* **TASK PROMPT**: Condense the paragraph beginning "Two other grant programs" in the article on arts grants below into a short bulleted list that keeps its main facts.

* **TEXT SHOWN**:
--- START ---
Xavier Walker. Photo: courtesy of Xavier Walker

Two other grant programs in Fort Worth were started by the Fine Line Group, the office of Sasha and Edward Bass of the wealthy Bass family. One is Sounds of Resilience, which will direct thousands of dollars to songwriters and musicians. The other is The New Normal, which has already awarded grants to 43 visual artists.

“Most of my income came from doing posters for bands and venues,” said Xavier Walker. Walker was a freelance graphic artist, who in addition to posters created album covers and book jackets.  But in March, all of his jobs got put off — for just a few weeks.

“And then it turned into months and then it turned into indefinitely,” he said.

Pencil sketch by Xavier Walker. Courtesy of the artist.

But among North Texas’ many out-of-work artists, Walker got lucky. A $2000 grant from The New Normal kept him afloat until he was hired as a full-time creative director.

“This grant helped me help others. And after giving, I saw more doors opening for me. So I feel like it’s cyclical. When you can give, you end up getting.”

In response to the COVID crisis, established arts funders in North Texas like The Arts Community Alliance – or TACA – and the Moody Fund for the Arts either sped up their grant-giving or increased the money amounts.

Kateri Cale leads Echo Theatre, which is dedicated to staging plays by women. Echo received support from both TACA and the Moody Fund.

“Echo is small enough and nimble enough,” Cale said, “and we didn’t owe a whole lot of people. So with the emergency funds that we were able to get, it let us start some new initiatives, which I’m very proud of. 2020 was supposed to be a building year for Echo, and it was looking good – until the unthinkable happened.”
--- END ---
* **GIVEN RECORDS**:
--- START ---
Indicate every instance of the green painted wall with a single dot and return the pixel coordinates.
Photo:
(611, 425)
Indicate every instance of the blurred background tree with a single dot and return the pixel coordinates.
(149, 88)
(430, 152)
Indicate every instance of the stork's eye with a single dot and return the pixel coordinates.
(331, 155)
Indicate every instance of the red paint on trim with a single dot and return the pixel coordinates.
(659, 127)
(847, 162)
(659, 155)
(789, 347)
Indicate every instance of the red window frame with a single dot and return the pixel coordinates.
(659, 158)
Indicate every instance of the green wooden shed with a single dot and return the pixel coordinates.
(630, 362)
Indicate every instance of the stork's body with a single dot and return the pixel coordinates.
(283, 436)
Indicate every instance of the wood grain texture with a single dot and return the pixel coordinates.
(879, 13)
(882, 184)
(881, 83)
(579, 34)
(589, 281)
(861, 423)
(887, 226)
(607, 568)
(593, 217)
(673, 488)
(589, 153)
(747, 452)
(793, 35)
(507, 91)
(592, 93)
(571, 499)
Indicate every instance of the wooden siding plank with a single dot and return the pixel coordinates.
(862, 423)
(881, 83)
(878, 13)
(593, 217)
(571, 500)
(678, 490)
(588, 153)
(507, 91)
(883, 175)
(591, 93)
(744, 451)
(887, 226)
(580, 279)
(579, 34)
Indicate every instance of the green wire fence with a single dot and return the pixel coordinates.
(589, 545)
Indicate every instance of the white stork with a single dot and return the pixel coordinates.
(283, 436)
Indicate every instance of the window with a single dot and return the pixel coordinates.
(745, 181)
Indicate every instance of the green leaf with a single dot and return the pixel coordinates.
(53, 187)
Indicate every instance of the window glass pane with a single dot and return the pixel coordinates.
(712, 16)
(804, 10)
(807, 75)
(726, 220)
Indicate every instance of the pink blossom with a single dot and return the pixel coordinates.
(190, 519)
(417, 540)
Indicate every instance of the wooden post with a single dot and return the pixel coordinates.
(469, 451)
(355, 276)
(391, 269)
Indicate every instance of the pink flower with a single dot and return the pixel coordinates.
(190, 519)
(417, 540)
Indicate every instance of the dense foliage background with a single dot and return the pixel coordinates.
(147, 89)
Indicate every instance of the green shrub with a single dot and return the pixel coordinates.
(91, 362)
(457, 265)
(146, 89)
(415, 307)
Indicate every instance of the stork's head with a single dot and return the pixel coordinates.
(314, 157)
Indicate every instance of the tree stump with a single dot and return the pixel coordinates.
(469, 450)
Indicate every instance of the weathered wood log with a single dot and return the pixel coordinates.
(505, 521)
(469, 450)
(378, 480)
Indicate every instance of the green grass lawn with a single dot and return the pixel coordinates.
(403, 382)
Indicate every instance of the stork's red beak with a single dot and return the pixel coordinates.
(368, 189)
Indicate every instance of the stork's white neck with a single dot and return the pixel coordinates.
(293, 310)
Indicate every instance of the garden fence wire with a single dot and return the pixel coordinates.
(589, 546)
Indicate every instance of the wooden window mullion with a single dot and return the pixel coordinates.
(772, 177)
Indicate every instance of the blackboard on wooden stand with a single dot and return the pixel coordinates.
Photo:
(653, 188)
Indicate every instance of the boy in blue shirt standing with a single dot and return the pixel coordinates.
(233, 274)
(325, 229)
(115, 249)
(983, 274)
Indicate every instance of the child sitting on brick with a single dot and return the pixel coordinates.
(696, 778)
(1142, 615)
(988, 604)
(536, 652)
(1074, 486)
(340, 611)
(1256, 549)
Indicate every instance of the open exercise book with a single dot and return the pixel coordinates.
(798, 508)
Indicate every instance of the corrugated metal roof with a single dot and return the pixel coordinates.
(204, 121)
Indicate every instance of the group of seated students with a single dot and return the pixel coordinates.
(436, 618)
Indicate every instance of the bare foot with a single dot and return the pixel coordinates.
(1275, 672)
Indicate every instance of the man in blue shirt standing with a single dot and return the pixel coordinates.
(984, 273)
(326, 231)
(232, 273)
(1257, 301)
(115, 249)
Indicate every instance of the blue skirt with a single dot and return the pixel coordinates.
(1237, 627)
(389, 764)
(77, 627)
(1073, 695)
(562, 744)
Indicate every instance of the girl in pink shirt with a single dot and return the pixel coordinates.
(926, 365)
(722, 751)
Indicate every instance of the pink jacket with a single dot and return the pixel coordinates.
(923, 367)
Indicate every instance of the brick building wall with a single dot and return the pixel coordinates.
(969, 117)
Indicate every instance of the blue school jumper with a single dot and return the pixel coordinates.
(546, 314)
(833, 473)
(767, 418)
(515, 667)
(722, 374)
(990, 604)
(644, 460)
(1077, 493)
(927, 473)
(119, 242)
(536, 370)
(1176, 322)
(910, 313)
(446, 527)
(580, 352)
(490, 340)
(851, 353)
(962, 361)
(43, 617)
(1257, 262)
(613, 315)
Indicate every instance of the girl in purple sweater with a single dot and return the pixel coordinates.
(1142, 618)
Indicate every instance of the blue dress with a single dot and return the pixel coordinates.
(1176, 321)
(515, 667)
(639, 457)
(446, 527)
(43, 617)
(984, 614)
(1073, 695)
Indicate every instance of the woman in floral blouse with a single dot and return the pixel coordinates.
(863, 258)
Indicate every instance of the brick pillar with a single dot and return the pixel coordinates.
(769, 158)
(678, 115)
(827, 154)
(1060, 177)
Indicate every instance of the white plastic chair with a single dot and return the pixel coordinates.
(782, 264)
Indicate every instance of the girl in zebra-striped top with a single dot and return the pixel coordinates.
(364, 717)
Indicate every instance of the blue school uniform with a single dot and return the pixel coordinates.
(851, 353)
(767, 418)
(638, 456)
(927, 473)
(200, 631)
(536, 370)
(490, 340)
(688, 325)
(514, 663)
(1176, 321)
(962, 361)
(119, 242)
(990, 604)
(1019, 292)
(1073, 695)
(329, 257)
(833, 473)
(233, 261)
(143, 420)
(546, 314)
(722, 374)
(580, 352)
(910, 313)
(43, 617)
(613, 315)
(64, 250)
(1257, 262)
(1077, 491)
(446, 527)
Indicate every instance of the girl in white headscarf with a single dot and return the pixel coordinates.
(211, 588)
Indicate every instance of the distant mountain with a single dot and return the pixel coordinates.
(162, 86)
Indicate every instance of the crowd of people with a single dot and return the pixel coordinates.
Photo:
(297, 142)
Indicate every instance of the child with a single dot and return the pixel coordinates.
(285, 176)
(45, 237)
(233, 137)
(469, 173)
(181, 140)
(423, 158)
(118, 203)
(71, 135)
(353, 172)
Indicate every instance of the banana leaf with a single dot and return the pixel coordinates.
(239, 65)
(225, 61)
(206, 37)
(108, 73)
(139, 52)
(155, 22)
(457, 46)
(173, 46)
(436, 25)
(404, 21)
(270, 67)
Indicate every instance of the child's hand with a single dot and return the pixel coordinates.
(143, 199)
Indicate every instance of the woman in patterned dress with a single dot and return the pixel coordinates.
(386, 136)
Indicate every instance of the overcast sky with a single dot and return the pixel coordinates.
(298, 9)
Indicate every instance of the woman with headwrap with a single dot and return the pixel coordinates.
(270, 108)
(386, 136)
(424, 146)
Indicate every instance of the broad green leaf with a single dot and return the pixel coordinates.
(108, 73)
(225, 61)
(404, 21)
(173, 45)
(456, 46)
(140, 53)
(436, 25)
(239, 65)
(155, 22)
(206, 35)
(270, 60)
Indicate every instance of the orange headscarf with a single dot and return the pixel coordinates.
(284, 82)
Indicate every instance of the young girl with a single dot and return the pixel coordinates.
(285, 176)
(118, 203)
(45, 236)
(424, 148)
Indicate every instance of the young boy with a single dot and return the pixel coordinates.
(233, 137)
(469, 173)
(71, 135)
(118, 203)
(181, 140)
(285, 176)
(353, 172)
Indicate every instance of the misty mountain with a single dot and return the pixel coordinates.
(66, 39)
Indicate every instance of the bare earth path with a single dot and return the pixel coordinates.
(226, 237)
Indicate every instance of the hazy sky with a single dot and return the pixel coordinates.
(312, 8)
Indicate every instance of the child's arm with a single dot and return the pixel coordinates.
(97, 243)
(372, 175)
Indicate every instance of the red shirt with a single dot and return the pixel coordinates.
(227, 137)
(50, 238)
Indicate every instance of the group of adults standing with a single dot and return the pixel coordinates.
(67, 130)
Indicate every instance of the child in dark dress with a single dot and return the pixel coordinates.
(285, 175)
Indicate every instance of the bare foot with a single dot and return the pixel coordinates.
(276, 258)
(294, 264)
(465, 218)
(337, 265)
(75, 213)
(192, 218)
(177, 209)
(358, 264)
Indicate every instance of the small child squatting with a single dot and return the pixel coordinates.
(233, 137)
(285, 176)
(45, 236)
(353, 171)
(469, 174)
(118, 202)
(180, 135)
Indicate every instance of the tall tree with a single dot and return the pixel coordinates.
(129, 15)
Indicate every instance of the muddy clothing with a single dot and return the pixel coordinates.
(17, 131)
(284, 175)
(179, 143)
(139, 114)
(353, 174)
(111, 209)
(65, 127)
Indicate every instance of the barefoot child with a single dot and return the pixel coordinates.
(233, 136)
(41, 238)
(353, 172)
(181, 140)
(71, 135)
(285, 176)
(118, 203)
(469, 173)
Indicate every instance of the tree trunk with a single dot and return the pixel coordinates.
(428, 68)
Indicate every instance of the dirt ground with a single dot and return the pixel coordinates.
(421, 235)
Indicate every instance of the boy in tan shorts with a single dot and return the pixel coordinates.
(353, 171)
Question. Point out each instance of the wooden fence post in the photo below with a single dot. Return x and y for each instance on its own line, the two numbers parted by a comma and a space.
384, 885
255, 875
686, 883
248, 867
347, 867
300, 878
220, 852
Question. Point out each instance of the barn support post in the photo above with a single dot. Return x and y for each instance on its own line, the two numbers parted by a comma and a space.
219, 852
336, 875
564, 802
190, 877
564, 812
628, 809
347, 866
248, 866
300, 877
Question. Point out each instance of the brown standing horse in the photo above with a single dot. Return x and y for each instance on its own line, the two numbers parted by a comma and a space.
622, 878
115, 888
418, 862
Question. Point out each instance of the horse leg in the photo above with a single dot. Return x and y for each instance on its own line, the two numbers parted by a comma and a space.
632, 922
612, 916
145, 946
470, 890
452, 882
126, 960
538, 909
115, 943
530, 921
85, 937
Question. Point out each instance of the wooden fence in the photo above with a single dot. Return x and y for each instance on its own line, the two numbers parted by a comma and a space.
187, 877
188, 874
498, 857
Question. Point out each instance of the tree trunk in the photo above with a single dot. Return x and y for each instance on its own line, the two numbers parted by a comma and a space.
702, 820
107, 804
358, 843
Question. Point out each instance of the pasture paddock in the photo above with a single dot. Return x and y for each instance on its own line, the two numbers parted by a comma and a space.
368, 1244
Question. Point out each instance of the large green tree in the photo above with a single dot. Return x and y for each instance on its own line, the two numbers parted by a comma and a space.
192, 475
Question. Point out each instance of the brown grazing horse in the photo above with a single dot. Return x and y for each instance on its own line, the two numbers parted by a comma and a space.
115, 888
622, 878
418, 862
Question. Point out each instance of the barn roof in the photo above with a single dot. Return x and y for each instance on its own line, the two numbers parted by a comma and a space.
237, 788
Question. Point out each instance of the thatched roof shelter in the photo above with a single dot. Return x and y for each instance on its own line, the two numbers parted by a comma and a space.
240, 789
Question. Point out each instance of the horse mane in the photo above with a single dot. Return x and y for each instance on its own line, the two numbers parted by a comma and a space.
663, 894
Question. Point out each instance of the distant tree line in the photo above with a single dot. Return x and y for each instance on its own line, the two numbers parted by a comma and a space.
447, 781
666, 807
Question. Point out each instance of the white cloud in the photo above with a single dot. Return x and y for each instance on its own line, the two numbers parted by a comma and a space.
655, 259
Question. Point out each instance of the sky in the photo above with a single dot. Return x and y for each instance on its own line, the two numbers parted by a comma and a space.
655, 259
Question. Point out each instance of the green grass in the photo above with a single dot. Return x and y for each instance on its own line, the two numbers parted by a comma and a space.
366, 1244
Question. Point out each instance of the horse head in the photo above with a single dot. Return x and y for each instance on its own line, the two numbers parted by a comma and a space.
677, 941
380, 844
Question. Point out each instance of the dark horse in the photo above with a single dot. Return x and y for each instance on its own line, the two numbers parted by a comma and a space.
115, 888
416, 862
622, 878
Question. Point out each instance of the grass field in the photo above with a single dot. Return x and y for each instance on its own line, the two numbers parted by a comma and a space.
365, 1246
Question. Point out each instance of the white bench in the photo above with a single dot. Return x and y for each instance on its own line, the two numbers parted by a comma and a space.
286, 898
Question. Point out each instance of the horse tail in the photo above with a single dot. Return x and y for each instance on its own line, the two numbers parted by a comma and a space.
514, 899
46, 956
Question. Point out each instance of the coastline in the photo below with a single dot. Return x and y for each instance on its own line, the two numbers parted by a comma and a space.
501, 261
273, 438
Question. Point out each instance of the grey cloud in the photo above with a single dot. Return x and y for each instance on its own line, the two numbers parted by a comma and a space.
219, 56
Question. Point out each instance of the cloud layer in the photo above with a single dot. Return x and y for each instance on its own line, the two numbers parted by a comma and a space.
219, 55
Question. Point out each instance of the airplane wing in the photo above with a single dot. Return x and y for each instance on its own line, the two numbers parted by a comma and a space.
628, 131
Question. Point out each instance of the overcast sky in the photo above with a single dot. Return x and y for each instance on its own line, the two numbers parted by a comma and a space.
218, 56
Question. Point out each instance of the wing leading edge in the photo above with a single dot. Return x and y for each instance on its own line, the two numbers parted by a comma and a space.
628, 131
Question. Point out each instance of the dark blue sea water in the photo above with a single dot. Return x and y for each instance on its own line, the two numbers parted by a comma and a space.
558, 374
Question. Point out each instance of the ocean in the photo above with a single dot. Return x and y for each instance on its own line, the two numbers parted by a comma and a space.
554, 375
--- END ---
* **OUTPUT FOR THIS EXERCISE**:
- The Fine Line Group, the office of Sasha and Edward Bass of the wealthy Bass family, started two grant programs in Fort Worth.
- Sounds of Resilience will direct thousands of dollars to songwriters and musicians.
- The New Normal has already awarded grants to 43 visual artists.